> Provided records
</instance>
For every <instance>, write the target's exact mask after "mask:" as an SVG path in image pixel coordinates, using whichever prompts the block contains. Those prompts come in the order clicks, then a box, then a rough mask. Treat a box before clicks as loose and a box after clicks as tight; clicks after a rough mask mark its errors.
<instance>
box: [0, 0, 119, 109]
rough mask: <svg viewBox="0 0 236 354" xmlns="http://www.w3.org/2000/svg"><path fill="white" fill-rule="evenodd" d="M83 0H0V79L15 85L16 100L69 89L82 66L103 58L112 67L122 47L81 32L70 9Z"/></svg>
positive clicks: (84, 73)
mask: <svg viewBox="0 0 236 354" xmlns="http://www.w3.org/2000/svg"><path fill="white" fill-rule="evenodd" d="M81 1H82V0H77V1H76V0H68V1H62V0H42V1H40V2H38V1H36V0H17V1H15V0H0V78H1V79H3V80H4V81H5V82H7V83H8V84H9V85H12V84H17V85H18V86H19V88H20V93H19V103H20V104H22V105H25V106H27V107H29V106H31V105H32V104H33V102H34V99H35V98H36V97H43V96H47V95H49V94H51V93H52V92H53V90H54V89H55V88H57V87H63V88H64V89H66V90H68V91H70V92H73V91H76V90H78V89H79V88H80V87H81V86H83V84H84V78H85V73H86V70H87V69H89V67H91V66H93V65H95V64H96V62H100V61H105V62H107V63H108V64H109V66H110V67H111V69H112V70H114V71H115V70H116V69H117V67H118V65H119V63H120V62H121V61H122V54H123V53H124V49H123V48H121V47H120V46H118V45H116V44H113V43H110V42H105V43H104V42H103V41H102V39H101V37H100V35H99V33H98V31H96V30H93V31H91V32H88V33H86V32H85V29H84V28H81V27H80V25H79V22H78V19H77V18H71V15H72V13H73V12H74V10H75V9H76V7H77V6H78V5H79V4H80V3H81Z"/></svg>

> Exercise prompt
For the records above, restate every line word for word.

> Task output
</instance>
For every <instance>, write the target's exact mask after "mask:" as an SVG path in image pixel coordinates, using whichever prompts the block contains. Those prompts come in the order clicks, then a box, then a rough mask. Treat a box before clicks as loose and a box after clicks as tight; clicks after a rough mask mark its errors.
<instance>
box: [0, 0, 119, 109]
rough mask: <svg viewBox="0 0 236 354" xmlns="http://www.w3.org/2000/svg"><path fill="white" fill-rule="evenodd" d="M83 0H0V79L15 85L16 100L69 89L82 66L103 58L112 67L122 47L81 32L70 9Z"/></svg>
positive clicks: (84, 73)
mask: <svg viewBox="0 0 236 354" xmlns="http://www.w3.org/2000/svg"><path fill="white" fill-rule="evenodd" d="M81 1H82V0H77V1H76V0H68V1H62V0H42V1H40V2H38V1H36V0H17V1H15V0H0V78H1V79H3V80H4V81H5V82H7V83H8V84H9V85H12V84H17V85H18V86H19V88H20V93H19V103H20V104H22V105H25V106H27V107H29V106H31V105H32V104H33V102H34V99H35V98H36V97H43V96H47V95H49V94H51V93H52V92H53V90H54V89H55V88H57V87H63V88H64V89H66V90H68V91H70V92H73V91H76V90H78V89H79V88H80V87H81V86H83V84H84V78H85V73H86V70H87V69H89V67H91V66H93V65H95V64H96V62H100V61H105V62H107V63H108V64H109V66H110V67H111V69H112V70H114V71H115V70H116V69H117V67H118V65H119V63H120V62H121V61H122V54H123V53H124V49H123V48H121V47H120V46H118V45H116V44H113V43H110V42H105V43H104V42H103V41H102V39H101V37H100V35H99V33H98V31H96V30H93V31H91V32H88V33H86V32H85V29H84V28H81V27H80V25H79V22H78V19H77V18H71V15H72V13H73V12H74V10H75V9H76V7H77V6H78V5H79V4H80V3H81Z"/></svg>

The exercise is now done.